=== Task to carry out ===
Output, as a numbered list without blank lines, every line of the records below from the line with "Locate the distant" to the line with "569 216 620 236", both of those lines included.

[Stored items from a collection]
::::::::
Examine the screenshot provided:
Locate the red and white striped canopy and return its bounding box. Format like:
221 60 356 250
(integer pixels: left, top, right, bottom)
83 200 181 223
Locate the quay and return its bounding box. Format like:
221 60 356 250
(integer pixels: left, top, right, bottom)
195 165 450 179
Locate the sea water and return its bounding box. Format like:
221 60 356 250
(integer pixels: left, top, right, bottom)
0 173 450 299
::::::::
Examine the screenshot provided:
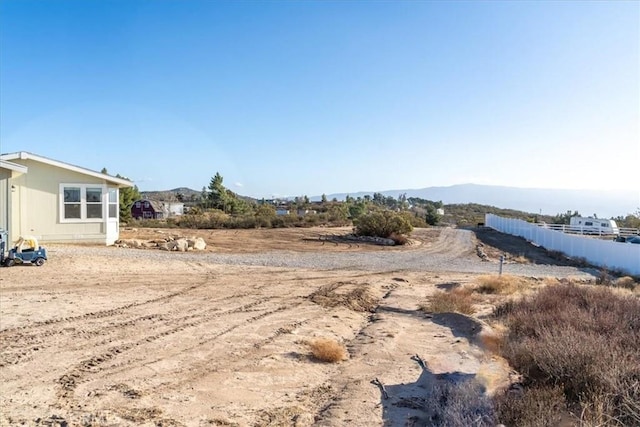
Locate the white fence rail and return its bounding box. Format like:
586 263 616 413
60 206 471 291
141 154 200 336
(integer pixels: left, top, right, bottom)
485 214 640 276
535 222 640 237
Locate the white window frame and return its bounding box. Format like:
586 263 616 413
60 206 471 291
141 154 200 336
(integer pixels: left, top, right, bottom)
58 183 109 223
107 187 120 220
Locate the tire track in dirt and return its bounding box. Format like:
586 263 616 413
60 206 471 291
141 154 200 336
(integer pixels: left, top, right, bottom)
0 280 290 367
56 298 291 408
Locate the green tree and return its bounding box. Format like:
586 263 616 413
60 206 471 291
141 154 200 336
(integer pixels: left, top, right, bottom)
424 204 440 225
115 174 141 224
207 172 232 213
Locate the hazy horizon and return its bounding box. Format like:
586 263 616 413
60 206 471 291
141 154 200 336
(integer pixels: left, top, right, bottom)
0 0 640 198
::::::::
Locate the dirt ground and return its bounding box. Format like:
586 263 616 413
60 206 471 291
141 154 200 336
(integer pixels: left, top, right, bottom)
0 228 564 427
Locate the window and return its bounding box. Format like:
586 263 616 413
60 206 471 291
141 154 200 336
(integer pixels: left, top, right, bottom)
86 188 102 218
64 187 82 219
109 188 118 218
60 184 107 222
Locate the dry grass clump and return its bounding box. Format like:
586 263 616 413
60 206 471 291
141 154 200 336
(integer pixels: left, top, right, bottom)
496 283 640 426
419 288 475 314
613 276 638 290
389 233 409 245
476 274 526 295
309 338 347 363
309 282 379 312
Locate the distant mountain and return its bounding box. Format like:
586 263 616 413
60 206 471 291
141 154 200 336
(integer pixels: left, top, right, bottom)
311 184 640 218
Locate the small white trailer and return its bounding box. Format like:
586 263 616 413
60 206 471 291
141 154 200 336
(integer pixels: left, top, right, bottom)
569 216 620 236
::::::::
=== Solution to the exercise ===
1. Locate the distant mountain and return its bounding box. Format like:
2. 586 263 616 413
3. 60 206 471 291
4. 141 154 200 336
5. (integer pixels: left, top, right, bottom)
6. 311 184 640 218
7. Locate the small white trailer and return its bounding box. Format like:
8. 586 263 616 413
9. 60 206 471 291
10. 141 154 200 336
11. (integer pixels: left, top, right, bottom)
12. 569 216 620 236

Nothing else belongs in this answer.